*** Data under study ***
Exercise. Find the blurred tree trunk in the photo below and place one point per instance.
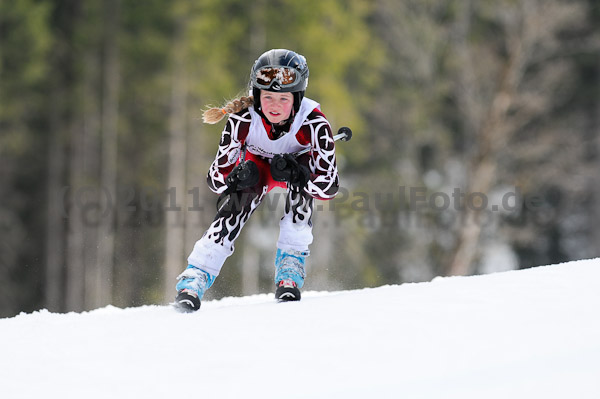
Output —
(55, 232)
(491, 123)
(175, 221)
(102, 286)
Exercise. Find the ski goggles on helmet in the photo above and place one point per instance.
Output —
(284, 76)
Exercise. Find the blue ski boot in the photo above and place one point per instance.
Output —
(289, 274)
(193, 282)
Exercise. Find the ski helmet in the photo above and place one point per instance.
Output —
(282, 71)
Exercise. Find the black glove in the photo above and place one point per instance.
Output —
(243, 176)
(284, 167)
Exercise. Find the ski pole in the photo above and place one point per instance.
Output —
(344, 134)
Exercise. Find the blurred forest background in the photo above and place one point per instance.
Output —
(476, 141)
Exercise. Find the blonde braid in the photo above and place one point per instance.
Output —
(214, 115)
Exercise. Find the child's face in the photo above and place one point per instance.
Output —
(276, 106)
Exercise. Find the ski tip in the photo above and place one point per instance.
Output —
(187, 302)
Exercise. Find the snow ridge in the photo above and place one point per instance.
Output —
(519, 334)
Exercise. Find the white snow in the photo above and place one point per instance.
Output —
(521, 334)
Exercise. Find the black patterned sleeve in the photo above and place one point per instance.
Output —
(324, 181)
(234, 133)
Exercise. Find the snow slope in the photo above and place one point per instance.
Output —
(524, 334)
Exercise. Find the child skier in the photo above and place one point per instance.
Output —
(255, 155)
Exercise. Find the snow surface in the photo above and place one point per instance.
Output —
(523, 334)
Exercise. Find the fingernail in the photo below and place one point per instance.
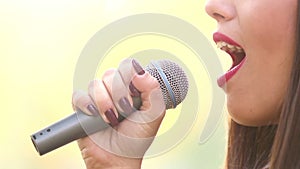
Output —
(138, 68)
(112, 118)
(125, 105)
(93, 109)
(133, 90)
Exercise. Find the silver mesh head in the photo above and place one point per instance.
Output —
(172, 79)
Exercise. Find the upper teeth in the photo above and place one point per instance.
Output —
(227, 47)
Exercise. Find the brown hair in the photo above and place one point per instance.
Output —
(276, 145)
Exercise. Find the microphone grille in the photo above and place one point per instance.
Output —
(172, 79)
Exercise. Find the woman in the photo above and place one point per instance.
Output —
(262, 88)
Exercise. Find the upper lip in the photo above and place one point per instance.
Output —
(236, 58)
(221, 37)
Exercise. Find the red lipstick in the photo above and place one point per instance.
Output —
(235, 51)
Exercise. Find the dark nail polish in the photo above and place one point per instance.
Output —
(93, 109)
(112, 118)
(133, 90)
(138, 68)
(126, 106)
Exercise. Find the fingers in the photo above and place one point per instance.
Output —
(83, 102)
(100, 96)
***
▶ [What is being asked] The expected result is the complete listing above, printed exactly, with no pictures.

▶ [Solution to this exercise]
Exercise. Find the blurred tree trunk in the photo below and place one point per instance.
Output —
(55, 232)
(491, 123)
(175, 221)
(102, 286)
Exercise. Find the ski goggles on helmet in the photo above and place one point per instance.
Output —
(284, 76)
Exercise. Find the blue ski boot in the photo above and place one point per instance.
Output —
(289, 274)
(193, 282)
Exercise. Find the ski helmet in the photo above and place one point per instance.
Output —
(282, 71)
Exercise. Find the black glove in the photo above and place one point per instance.
Output —
(243, 176)
(284, 167)
Exercise. Find the ski pole in the photo above and place one point per instance.
Output —
(344, 134)
Exercise. Find the blurred forest background in the photo above and place one point per instance.
Output —
(476, 141)
Exercise. Find the blonde braid in the photo above and place one point per instance.
Output —
(214, 115)
Exercise. Find the child's face in the photo above and place one point per instance.
Output —
(276, 106)
Exercise. Find the ski tip in the photo above and place one point per instance.
Output —
(187, 302)
Exercise. Find the snow ridge in the photo above and place one point per instance.
Output —
(519, 334)
Exercise. Find the white snow in the photo above and place one point per instance.
Output —
(521, 334)
Exercise. Find the black patterned sleeve in the photo above and place one point per instance.
Output —
(324, 181)
(234, 133)
Exercise. Find the snow slope in the photo above and place one point per instance.
Output —
(524, 334)
Exercise. Find the child skier in the photo above and place one point per instance.
Output —
(255, 155)
Exercise. Find the snow surface in the photo above and place one point per instance.
Output —
(523, 334)
Exercise. Find the fingernail in the photo below and place one point per instance.
Output —
(138, 68)
(112, 118)
(125, 105)
(93, 109)
(133, 90)
Exercise. Find the silver mesh head in the photo above and place one point per instance.
Output —
(172, 79)
Exercise. Find the upper teeth in the photo above and place one point per instance.
Output —
(227, 47)
Exercise. Find the brown hair in the photo above and place one point per instance.
Output —
(276, 145)
Exercise. Find the microphone grille in the photo above and place one point per instance.
Output —
(172, 79)
Exercise. Find the woman in the photo above and place one point per instance.
Output —
(262, 88)
Exercise. Find the upper lip in the photo above and place one point per instance.
Output —
(236, 58)
(221, 37)
Exercise. Find the red lipstick in the photo above and place one point per instance.
Output —
(235, 51)
Exercise. Find the dark nail polish in the photo above and place one point per instance.
Output —
(93, 109)
(112, 118)
(133, 90)
(138, 68)
(126, 106)
Exercise. Find the fingers in the photo above and place one point per instance.
Output —
(83, 102)
(100, 96)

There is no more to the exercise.